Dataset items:
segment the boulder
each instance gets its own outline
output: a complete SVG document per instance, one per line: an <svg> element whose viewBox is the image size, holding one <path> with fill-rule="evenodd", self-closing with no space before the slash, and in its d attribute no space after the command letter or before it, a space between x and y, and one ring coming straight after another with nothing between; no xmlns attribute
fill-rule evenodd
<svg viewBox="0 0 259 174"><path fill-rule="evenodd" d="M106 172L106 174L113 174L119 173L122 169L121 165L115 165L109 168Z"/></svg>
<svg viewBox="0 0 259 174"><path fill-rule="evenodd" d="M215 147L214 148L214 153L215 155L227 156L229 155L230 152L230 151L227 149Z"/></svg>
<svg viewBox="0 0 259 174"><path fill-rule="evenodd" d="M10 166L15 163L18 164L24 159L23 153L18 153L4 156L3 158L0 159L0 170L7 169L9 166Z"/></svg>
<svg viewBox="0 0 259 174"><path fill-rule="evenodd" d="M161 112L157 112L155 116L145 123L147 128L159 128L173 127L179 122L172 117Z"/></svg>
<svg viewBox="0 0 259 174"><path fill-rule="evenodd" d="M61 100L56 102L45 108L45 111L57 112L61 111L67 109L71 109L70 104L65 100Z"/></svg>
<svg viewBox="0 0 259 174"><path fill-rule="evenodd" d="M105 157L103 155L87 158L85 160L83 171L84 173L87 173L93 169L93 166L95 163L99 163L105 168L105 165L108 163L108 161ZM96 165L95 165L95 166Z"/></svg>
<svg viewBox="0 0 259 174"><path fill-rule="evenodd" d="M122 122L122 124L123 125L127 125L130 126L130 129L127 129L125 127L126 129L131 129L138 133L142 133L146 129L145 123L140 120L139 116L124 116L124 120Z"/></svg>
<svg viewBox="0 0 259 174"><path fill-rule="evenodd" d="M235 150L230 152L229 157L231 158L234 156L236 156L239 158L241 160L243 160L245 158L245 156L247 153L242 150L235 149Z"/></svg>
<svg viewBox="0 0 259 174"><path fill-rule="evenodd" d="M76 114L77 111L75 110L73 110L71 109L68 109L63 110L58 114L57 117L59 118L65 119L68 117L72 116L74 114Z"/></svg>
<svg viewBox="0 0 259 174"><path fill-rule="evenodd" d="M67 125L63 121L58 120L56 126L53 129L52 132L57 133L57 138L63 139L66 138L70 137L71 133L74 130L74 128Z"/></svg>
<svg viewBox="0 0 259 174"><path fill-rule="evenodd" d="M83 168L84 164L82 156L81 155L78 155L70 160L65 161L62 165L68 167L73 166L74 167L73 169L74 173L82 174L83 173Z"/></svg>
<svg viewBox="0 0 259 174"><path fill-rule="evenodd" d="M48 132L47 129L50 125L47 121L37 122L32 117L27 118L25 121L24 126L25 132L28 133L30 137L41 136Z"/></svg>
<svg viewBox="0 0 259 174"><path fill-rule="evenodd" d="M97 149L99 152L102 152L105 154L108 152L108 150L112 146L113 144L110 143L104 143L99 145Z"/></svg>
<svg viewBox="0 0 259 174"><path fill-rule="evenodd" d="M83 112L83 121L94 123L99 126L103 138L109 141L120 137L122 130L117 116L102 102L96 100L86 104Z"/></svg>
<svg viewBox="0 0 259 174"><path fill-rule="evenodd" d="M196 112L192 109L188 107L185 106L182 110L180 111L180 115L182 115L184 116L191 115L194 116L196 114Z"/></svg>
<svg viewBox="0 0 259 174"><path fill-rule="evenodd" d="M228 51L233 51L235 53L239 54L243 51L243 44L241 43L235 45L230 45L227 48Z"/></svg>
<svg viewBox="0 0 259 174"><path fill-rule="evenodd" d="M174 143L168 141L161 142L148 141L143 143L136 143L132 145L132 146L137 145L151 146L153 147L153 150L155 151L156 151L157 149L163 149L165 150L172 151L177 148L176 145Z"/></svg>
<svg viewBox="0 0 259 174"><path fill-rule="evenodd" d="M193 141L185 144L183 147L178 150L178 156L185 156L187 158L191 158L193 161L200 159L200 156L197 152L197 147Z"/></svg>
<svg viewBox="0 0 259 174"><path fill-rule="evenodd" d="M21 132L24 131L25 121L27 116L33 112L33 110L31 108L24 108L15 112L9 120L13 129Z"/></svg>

Stated problem:
Rewrite the rows above with "boulder" renamed to "rock" wherever it appears, and keep every other part of each row the same.

Exercise result:
segment the rock
each instance gets its own outline
output: a complete SVG document per instance, one per line: an <svg> element whose viewBox is the image size, holding one <path> with fill-rule="evenodd", self-closing with no space before the slash, and in its d attribute no space after the command letter or before it, a space between x and y, and one ring coming straight after another with nothing between; no xmlns attribute
fill-rule evenodd
<svg viewBox="0 0 259 174"><path fill-rule="evenodd" d="M106 172L106 174L113 174L119 173L122 169L121 165L115 165L109 168Z"/></svg>
<svg viewBox="0 0 259 174"><path fill-rule="evenodd" d="M215 147L214 148L214 153L215 155L227 156L229 155L230 152L230 151L227 149Z"/></svg>
<svg viewBox="0 0 259 174"><path fill-rule="evenodd" d="M10 166L15 163L18 164L24 159L23 153L18 153L4 156L3 158L0 159L0 170L7 169L9 166Z"/></svg>
<svg viewBox="0 0 259 174"><path fill-rule="evenodd" d="M161 112L157 112L155 116L145 123L147 128L159 128L173 127L179 122L172 117Z"/></svg>
<svg viewBox="0 0 259 174"><path fill-rule="evenodd" d="M61 100L56 102L45 108L45 111L57 112L61 111L67 109L71 109L70 104L65 100Z"/></svg>
<svg viewBox="0 0 259 174"><path fill-rule="evenodd" d="M105 157L103 155L87 158L85 160L83 171L84 173L87 173L93 169L93 166L95 163L99 163L105 168L105 165L108 163L108 161ZM96 165L95 165L95 166Z"/></svg>
<svg viewBox="0 0 259 174"><path fill-rule="evenodd" d="M122 122L122 124L123 125L127 125L130 126L130 129L127 129L125 127L126 129L131 129L138 133L142 133L146 129L145 123L140 120L139 116L124 116L124 120Z"/></svg>
<svg viewBox="0 0 259 174"><path fill-rule="evenodd" d="M235 150L230 152L229 157L231 158L234 156L236 156L239 158L241 160L243 160L245 158L245 156L247 153L242 150L235 149Z"/></svg>
<svg viewBox="0 0 259 174"><path fill-rule="evenodd" d="M76 114L77 111L75 110L73 110L71 109L68 109L63 110L58 114L57 117L59 118L65 119L68 117L72 116L74 114Z"/></svg>
<svg viewBox="0 0 259 174"><path fill-rule="evenodd" d="M67 125L63 121L58 120L56 126L53 129L52 132L57 133L57 138L63 139L66 138L70 137L71 133L74 130L74 128Z"/></svg>
<svg viewBox="0 0 259 174"><path fill-rule="evenodd" d="M83 168L84 164L82 156L81 155L78 155L70 160L65 161L62 165L68 167L73 166L74 167L73 169L74 173L82 174L83 173Z"/></svg>
<svg viewBox="0 0 259 174"><path fill-rule="evenodd" d="M48 132L47 129L50 125L47 121L37 122L32 117L27 118L25 121L24 126L25 132L28 133L30 137L41 136Z"/></svg>
<svg viewBox="0 0 259 174"><path fill-rule="evenodd" d="M97 149L99 152L102 152L105 154L108 152L108 150L112 146L113 144L110 143L104 143L99 145Z"/></svg>
<svg viewBox="0 0 259 174"><path fill-rule="evenodd" d="M83 112L83 121L94 123L99 126L103 138L109 141L120 137L122 130L117 116L102 102L96 100L86 104Z"/></svg>
<svg viewBox="0 0 259 174"><path fill-rule="evenodd" d="M196 112L192 109L188 107L185 106L182 110L180 111L180 115L182 115L184 116L191 115L194 116L196 114Z"/></svg>
<svg viewBox="0 0 259 174"><path fill-rule="evenodd" d="M228 51L233 51L235 53L239 54L243 51L243 44L241 43L235 45L230 45L227 48Z"/></svg>
<svg viewBox="0 0 259 174"><path fill-rule="evenodd" d="M174 143L168 141L161 142L148 141L143 143L136 143L132 145L132 146L137 145L151 146L153 147L153 150L155 151L156 151L157 149L163 149L165 150L172 151L177 148L176 145Z"/></svg>
<svg viewBox="0 0 259 174"><path fill-rule="evenodd" d="M193 141L185 144L183 147L178 150L178 156L185 156L187 158L191 158L193 161L200 159L200 156L197 152L197 147Z"/></svg>
<svg viewBox="0 0 259 174"><path fill-rule="evenodd" d="M21 132L24 131L25 121L27 116L33 112L33 110L31 108L24 108L15 112L9 120L13 129Z"/></svg>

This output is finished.